* begin Data section *

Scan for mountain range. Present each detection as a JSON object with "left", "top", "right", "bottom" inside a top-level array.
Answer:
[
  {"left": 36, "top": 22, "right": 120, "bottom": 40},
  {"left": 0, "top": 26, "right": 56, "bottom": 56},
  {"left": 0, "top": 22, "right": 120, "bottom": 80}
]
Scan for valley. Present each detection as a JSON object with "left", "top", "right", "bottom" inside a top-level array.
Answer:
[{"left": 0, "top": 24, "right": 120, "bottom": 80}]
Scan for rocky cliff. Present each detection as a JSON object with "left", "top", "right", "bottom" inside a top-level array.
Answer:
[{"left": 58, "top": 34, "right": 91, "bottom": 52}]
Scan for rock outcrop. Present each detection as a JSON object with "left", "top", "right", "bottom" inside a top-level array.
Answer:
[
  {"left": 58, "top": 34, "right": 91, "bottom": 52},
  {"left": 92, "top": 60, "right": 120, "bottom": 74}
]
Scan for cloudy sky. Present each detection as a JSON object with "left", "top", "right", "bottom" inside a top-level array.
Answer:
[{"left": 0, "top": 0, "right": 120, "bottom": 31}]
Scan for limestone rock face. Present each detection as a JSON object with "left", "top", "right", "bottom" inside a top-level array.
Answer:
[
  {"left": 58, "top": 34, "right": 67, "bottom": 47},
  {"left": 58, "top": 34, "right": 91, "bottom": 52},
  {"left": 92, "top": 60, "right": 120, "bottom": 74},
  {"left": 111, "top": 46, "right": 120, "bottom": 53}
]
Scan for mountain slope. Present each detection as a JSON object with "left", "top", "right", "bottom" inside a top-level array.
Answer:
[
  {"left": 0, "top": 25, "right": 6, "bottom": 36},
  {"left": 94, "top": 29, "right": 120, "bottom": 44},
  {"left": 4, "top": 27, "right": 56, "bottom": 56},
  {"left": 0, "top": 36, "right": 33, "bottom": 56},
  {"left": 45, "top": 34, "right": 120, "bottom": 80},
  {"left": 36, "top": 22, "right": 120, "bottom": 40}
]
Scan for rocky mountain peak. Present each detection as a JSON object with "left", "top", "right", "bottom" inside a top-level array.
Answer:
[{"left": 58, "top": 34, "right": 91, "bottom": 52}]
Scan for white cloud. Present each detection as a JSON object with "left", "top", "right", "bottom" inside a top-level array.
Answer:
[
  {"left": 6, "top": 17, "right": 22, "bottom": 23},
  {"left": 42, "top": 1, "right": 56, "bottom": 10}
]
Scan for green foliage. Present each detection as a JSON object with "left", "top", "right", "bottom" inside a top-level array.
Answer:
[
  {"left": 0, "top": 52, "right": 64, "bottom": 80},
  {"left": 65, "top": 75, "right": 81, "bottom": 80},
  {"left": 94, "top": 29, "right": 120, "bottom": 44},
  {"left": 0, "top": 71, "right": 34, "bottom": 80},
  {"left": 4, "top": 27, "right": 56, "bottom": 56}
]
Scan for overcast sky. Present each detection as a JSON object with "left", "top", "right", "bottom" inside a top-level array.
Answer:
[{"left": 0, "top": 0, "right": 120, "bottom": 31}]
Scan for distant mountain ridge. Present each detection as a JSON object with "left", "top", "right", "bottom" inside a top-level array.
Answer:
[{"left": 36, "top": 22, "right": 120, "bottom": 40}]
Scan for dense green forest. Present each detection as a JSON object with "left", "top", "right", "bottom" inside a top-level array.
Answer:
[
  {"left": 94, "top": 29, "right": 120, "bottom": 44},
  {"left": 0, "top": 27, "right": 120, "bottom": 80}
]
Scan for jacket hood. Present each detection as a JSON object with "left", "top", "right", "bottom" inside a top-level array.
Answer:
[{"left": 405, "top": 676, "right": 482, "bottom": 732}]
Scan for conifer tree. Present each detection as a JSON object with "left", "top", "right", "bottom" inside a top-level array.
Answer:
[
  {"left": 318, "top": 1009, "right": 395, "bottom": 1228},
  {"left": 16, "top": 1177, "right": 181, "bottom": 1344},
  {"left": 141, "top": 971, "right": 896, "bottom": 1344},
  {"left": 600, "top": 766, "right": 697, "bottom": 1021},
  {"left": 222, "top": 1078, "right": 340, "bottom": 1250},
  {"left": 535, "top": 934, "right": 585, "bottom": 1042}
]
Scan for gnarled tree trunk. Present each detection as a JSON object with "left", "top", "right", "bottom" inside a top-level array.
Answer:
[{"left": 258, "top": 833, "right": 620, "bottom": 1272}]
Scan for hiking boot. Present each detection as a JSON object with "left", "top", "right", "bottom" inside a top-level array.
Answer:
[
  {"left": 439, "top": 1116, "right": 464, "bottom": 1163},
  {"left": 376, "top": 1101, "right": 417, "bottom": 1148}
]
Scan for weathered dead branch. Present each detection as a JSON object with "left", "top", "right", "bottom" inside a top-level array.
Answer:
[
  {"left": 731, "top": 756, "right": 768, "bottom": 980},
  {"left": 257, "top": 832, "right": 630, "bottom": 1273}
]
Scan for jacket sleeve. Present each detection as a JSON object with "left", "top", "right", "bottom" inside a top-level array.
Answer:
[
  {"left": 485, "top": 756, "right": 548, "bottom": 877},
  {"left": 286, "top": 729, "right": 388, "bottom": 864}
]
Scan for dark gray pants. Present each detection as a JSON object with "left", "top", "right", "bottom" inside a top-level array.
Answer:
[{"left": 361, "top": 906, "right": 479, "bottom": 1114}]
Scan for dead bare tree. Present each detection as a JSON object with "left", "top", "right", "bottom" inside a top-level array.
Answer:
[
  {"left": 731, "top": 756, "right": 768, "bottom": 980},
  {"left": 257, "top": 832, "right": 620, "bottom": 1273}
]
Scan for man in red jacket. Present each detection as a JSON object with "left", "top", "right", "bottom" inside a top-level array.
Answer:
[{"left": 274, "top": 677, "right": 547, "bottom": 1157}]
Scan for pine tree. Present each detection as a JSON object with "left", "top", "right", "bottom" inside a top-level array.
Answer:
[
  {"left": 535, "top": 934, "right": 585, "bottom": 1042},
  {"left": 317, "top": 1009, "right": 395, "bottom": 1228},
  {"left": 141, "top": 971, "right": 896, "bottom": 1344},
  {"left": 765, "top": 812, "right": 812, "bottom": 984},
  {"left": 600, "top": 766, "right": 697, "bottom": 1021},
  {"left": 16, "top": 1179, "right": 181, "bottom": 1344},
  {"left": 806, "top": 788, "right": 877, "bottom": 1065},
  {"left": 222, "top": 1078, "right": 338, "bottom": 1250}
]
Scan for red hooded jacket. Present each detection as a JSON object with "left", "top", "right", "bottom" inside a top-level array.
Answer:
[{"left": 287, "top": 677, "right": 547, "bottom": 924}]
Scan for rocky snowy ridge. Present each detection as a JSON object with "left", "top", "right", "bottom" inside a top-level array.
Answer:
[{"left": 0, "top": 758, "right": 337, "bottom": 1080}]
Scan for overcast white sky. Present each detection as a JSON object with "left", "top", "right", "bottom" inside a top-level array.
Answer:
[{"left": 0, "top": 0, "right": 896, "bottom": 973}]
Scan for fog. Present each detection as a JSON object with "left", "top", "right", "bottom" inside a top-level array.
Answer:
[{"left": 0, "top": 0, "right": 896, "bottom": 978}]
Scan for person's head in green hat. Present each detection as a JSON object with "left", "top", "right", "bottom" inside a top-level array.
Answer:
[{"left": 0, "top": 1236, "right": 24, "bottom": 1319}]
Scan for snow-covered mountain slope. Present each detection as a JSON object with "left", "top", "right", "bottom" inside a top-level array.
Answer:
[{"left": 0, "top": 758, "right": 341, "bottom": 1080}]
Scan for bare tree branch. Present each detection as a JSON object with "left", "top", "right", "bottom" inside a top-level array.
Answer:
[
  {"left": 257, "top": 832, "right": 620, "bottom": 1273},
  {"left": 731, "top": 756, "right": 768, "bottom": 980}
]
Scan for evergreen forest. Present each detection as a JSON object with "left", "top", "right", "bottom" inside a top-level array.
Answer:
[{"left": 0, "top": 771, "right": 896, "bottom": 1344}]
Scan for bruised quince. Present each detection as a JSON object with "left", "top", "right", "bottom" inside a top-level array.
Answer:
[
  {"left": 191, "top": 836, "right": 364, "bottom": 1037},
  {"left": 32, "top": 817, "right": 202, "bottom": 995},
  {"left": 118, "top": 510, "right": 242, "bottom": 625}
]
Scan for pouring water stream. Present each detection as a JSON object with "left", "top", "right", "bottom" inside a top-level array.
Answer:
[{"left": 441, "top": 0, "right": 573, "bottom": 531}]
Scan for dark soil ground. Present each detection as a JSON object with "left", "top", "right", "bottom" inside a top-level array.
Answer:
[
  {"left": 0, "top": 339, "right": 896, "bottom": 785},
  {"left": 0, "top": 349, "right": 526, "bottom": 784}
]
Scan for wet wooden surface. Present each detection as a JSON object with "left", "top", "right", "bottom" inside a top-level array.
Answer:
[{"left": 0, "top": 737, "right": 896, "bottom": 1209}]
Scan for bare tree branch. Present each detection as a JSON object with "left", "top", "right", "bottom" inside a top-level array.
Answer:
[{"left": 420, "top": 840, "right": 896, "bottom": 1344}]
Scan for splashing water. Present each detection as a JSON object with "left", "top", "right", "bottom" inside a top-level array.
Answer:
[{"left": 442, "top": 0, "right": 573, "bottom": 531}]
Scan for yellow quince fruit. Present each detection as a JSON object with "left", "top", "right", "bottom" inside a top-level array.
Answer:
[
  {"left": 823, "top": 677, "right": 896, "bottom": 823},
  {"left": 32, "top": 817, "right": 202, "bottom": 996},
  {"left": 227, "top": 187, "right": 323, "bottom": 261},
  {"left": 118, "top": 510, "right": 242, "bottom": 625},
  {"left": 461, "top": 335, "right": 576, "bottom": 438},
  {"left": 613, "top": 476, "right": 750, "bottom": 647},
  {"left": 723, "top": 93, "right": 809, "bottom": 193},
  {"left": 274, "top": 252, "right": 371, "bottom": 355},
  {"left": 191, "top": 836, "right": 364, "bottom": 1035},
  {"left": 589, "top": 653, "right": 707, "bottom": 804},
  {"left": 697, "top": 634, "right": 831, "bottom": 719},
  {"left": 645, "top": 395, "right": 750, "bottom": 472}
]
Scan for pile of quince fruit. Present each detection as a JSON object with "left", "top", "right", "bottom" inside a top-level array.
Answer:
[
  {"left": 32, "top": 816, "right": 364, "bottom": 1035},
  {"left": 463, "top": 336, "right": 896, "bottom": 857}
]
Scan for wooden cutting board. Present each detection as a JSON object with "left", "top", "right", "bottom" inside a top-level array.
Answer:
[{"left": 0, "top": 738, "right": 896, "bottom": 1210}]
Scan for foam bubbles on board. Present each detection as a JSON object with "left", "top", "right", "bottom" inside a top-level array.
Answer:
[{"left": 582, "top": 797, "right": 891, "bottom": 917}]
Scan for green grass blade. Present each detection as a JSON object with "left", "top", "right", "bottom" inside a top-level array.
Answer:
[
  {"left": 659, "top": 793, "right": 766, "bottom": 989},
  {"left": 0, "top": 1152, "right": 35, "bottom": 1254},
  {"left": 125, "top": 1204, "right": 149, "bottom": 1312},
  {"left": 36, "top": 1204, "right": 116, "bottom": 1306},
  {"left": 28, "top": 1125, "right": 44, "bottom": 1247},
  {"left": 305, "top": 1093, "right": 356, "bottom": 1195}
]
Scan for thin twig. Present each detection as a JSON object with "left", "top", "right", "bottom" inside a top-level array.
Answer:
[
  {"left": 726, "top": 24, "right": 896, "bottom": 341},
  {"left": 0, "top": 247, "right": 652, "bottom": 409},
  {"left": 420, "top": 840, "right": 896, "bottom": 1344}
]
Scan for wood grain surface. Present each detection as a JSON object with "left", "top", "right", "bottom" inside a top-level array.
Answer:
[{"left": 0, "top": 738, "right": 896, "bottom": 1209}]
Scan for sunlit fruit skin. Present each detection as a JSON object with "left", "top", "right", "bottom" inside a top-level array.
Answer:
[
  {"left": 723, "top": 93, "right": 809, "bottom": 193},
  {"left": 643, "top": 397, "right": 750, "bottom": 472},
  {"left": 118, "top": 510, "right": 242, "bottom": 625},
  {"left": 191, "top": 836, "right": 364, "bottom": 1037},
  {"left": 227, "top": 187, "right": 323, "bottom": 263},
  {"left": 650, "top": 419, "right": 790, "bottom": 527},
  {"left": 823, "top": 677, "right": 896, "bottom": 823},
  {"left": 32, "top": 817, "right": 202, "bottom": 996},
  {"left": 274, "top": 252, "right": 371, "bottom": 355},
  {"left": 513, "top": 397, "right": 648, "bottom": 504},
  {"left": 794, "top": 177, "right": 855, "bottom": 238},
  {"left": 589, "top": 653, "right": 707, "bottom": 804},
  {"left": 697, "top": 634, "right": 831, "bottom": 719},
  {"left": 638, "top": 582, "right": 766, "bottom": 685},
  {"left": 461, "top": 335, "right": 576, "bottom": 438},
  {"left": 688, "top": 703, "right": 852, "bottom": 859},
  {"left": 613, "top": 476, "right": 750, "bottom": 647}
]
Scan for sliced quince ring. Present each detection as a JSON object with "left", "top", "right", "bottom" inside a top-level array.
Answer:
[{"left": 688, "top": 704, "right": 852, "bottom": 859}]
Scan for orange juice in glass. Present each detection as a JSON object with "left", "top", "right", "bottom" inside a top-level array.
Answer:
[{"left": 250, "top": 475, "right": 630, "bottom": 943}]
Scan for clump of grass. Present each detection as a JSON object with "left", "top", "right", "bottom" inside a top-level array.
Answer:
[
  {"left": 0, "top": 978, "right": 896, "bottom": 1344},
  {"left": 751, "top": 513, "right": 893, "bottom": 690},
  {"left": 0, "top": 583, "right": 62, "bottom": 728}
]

* end Data section *

Given request:
In the entries above, take the line containing "Scan for sliced" and each later line through the last, and repeat them exactly. Output nothing else.

Response to this exercise:
Scan for sliced quince ring. Present each detection as a JSON object with "left", "top", "right", "bottom" inside a top-level array.
Answer:
[{"left": 688, "top": 704, "right": 852, "bottom": 859}]
Scan for orange juice in glass. Present each detection as a JSON object with "left", "top", "right", "bottom" inside a top-level array.
Answer:
[{"left": 250, "top": 475, "right": 630, "bottom": 943}]
Scan for clump of grass. Present each detection as a JSON object with "left", "top", "right", "bottom" inside a top-level array.
Answer:
[
  {"left": 0, "top": 978, "right": 896, "bottom": 1344},
  {"left": 751, "top": 513, "right": 893, "bottom": 690},
  {"left": 0, "top": 583, "right": 62, "bottom": 728}
]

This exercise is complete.